— start Data lines —

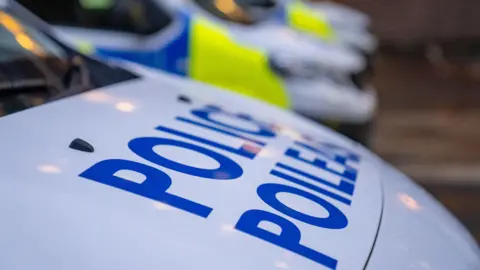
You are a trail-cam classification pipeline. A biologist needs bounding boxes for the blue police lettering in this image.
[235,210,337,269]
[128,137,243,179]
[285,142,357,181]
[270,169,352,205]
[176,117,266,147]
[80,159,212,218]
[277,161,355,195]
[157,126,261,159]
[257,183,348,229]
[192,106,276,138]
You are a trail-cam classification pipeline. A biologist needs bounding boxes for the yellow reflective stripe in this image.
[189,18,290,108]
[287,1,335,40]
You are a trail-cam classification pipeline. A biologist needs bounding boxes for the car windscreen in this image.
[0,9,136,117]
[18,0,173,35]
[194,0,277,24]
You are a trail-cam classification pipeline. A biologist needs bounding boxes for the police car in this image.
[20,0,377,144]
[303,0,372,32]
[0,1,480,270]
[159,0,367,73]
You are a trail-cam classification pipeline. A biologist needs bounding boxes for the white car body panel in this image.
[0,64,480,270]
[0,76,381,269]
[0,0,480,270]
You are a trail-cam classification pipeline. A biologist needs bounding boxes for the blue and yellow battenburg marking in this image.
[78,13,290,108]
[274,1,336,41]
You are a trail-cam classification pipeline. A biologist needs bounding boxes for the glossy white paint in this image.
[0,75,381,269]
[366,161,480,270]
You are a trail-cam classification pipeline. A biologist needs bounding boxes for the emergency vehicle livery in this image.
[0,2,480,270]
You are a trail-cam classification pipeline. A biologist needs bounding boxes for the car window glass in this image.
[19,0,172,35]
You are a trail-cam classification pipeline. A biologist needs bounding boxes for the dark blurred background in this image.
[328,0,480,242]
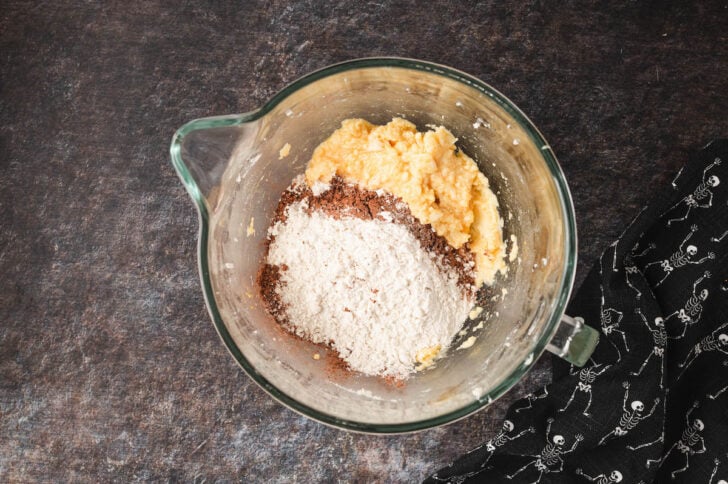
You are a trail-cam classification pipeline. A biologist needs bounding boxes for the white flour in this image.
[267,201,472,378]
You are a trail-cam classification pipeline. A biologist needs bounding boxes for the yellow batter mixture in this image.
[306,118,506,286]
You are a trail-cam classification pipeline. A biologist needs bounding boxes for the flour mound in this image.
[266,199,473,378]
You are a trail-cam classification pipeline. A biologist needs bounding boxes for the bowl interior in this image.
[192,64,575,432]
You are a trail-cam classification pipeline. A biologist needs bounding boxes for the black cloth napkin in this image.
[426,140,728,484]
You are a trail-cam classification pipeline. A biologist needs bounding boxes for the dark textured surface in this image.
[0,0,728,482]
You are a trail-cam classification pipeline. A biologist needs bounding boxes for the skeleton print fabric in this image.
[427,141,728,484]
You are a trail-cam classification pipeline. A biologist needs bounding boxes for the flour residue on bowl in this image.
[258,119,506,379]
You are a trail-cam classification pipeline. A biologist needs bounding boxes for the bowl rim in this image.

— end Data lines —
— start Data lines —

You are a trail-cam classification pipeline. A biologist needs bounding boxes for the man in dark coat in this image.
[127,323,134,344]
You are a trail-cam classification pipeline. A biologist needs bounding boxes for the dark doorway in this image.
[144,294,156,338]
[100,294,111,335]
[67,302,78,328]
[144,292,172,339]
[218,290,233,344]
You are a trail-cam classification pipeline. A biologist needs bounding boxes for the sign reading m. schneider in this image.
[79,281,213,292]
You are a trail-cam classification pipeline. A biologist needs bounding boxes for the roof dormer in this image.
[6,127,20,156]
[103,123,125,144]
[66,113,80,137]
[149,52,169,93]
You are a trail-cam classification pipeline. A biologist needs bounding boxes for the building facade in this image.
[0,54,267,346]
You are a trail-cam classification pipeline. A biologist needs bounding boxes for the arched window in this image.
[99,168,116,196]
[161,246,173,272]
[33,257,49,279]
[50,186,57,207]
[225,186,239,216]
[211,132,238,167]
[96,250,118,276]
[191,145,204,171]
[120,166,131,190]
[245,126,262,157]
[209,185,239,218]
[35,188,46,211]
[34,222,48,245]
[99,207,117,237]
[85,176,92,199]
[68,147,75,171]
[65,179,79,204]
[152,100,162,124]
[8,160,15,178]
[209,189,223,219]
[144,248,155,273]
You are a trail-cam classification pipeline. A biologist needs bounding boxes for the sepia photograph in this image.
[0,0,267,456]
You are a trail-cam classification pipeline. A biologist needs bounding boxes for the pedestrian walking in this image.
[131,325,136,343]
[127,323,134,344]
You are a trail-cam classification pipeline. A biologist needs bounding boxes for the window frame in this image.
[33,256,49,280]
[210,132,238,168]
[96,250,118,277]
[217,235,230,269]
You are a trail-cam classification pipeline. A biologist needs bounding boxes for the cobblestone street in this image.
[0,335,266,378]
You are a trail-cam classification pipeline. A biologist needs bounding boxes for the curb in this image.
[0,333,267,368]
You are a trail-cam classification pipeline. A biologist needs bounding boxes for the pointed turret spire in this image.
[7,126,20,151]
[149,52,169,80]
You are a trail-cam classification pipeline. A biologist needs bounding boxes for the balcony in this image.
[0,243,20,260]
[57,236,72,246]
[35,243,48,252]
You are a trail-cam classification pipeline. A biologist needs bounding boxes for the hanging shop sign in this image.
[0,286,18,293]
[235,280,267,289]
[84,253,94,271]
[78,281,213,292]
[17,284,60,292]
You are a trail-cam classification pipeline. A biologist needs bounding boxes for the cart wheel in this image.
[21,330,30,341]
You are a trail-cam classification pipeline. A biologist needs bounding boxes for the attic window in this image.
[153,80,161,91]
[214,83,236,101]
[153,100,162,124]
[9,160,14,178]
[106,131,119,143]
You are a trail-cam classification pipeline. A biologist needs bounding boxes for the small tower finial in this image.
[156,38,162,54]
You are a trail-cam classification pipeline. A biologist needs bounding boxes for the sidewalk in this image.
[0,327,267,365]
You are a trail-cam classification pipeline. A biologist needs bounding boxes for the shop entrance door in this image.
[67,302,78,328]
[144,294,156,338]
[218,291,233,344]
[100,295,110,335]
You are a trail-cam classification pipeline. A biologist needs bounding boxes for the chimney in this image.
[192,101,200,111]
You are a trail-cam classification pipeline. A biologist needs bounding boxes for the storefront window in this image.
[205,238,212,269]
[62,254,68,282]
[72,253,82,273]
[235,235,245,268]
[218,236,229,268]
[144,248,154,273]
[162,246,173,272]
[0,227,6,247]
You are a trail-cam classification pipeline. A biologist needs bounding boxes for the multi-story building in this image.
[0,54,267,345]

— end Data lines —

**What you are asked to do**
Put the lines of the records above into a JSON list of strings, with one string per line and blank lines omitted, starting at the line containing "flour in this image." and ending at the line containing "[258,119,506,379]", both included.

**Output for this exercise**
[
  "You are a trail-cam classification pipeline. A biologist needs bounding boxes for the white flour in this image.",
  "[267,201,472,378]",
  "You are a trail-cam classification pipeline. A biologist needs bounding boxes for the yellow batter mixture in this image.",
  "[306,118,506,286]",
  "You are a trail-cam classification pipeline. A biologist needs bounding boxes for the flour mound in this image.",
  "[266,199,473,378]",
  "You are a trail-cam classification pipeline. A biologist needs bounding boxes for the bowl interior in this image.",
  "[192,64,575,432]",
  "You are a trail-cam classification pipeline. A biologist needs bounding boxes for the black cloth napkin in this image.",
  "[426,140,728,484]",
  "You are a trail-cam classification pipeline. A biologist needs bounding boxes for the dark textured surface in this image.",
  "[0,0,728,482]",
  "You are a trail-cam classification pipeline. A biologist needs bounding boxes for the skeleton print fabric in this image.",
  "[427,141,728,484]",
  "You are a trail-cam classification pipeline. A biologist needs bounding boxes for the flour residue on bowl in this image.",
  "[258,119,506,379]"
]